### Stated goal
Change every "photo" to "image" throughout the material below, keeping all other text the same. Leave the pictures out of your answer.

### Records supplied
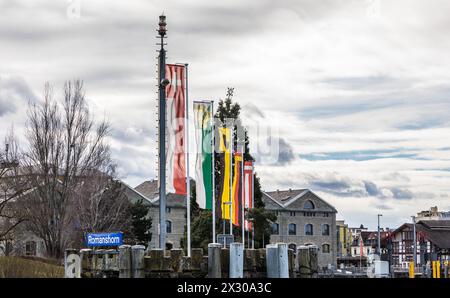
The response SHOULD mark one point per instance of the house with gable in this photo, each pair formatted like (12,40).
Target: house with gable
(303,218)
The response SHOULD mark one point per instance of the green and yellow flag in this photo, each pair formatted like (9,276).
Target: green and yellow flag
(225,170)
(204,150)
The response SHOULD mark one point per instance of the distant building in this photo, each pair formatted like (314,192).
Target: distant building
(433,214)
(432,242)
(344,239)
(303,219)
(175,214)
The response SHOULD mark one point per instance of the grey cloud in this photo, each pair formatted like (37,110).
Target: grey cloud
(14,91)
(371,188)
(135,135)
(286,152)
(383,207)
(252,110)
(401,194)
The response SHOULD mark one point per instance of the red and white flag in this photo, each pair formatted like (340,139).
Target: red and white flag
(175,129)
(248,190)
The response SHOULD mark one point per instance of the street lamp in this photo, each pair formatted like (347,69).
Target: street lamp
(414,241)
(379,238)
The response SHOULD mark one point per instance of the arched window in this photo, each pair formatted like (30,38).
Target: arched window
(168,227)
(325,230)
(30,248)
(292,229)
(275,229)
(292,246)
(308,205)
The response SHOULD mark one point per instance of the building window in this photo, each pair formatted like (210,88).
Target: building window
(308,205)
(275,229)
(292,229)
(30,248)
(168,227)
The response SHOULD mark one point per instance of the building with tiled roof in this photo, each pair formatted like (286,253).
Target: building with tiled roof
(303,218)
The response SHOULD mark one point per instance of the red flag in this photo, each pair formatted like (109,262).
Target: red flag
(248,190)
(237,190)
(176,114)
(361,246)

### Solved exercise
The response SHOULD mark one point per instance of the house with gable in this image, each pair formatted like (12,40).
Target: house with gable
(303,218)
The response SHOULD mark one point per instance of the green and yellow flag in this image, each pair formatted like (9,276).
Target: green and yellow flag
(225,170)
(204,150)
The response SHOULD mark one point per instance of the distant building in this image, each pair formatted like (314,192).
Target: distant building
(433,214)
(432,242)
(344,239)
(303,219)
(175,214)
The response SHOULD mark one point per instance of the grey cloud in this image, each pair formatted like (37,110).
Target: grey cloud
(14,91)
(371,188)
(135,135)
(286,152)
(383,207)
(252,110)
(401,194)
The response SHOULD mark one point per instance of the red and white flag in this image, each pair formatted like (340,139).
Target: red and white flag
(175,129)
(248,190)
The response SHOULD mark one point per instance of the street lamp in this image, each pair formatted like (347,69).
Target: street lamp
(414,241)
(379,238)
The response SHOULD mark one point per instance of the arched window in this image, each pair formatted like (30,38).
Target: arched window
(168,227)
(325,230)
(30,248)
(292,229)
(275,229)
(292,246)
(308,205)
The response SHOULD mark one point per instance of the building window in this image, each pair formatted like (210,88).
Target: building window
(308,205)
(275,229)
(292,229)
(30,248)
(168,227)
The response SHOULD mark one point per instance of the building with tiled roof in this image, each pair formatted like (286,253).
Target: building with tiled roof
(303,218)
The response SHOULD mark one point per instance of the red flag in this image, each pair formatted like (109,262).
Target: red flag
(248,190)
(237,190)
(176,114)
(361,246)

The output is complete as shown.